> _Supplied passage_:
****************

June 16, 2006

Bizzy’s AM Coffee Biz-Econ-Life Links (061606)

Filed under: Business Moves, Economy, Taxes & Government — TBlumer @ 8:01 am

Free Links:

  • More ho-hum job news“Rolls-Royce Corp. will add 600 jobs to its plant in the city (of Indianapolis) over the next eight years as part of a $145 million expansion, officials said Wednesday.”
  • Even more ho-hum job news“DirecTV, the nation’s largest satellite-TV provider, announced it will add 1,000 jobs as it moves to make Denver the hub of its sales and service support.”
  • Still more jobs news“Medrad Inc.’s second major expansion announced in the last seven months could add 500 jobs at a Butler County (PA) site over the next five years.”
  • The jobs just keep on coming“About 750 jobs will be added at DaimlerChrysler AG’s assembly plant later this year as production will begin on the Dodge Nitro sport utility vehicle, the Chrysler Group said Thursday.”
  • Betcha didn’t know this about the wonders of state-run health care in Germany — Disgruntled German doctors have been engaging in what the BBC euphemistically calls “industrial action” (i.e., not working, or not working as much, thereby shortchanging patient care) for three months. Now up to 20,000 doctors are saying they will go on an indefinite strike.

****************

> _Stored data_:

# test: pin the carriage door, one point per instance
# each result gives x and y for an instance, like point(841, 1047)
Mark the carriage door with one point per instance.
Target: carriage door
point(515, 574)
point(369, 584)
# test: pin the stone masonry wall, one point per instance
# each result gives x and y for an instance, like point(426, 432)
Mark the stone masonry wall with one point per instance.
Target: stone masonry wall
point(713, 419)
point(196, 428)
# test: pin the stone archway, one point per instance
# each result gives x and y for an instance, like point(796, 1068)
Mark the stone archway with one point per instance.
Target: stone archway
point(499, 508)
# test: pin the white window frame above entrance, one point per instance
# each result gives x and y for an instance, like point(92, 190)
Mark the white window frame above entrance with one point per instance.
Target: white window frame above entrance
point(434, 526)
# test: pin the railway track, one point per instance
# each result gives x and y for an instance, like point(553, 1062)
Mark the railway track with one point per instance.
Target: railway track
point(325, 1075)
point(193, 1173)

****************

> _List of tasks_:
[a] Summarize the coffee links post in two sentences.
[b] For each statement, say yes or no based on the coffee links post, and quote the words that decide it.
(i) DirecTV is making Denver the hub of its sales and service support.
(ii) Rolls-Royce will add its 600 jobs over the next five years.
(iii) The German doctors have been taking industrial action for six months.
[c] According to the coffee links post, what vehicle will DaimlerChrysler's assembly plant begin producing?

> _Exercise responses_:
[a] Four companies announced new jobs: Rolls-Royce Corp. plans to add 600 in Indianapolis, DirecTV 1,000 in Denver, Medrad Inc. up to 500 at a Butler County site, and DaimlerChrysler AG about 750 at an assembly plant. German doctors have been taking "industrial action" for three months, and up to 20,000 of them now say they will go on an indefinite strike.

[b]
(i) Yes: "it moves to make Denver the hub of its sales and service support."
(ii) No: "over the next eight years"
(iii) No: "for three months"

[c] The Dodge Nitro sport utility vehicle.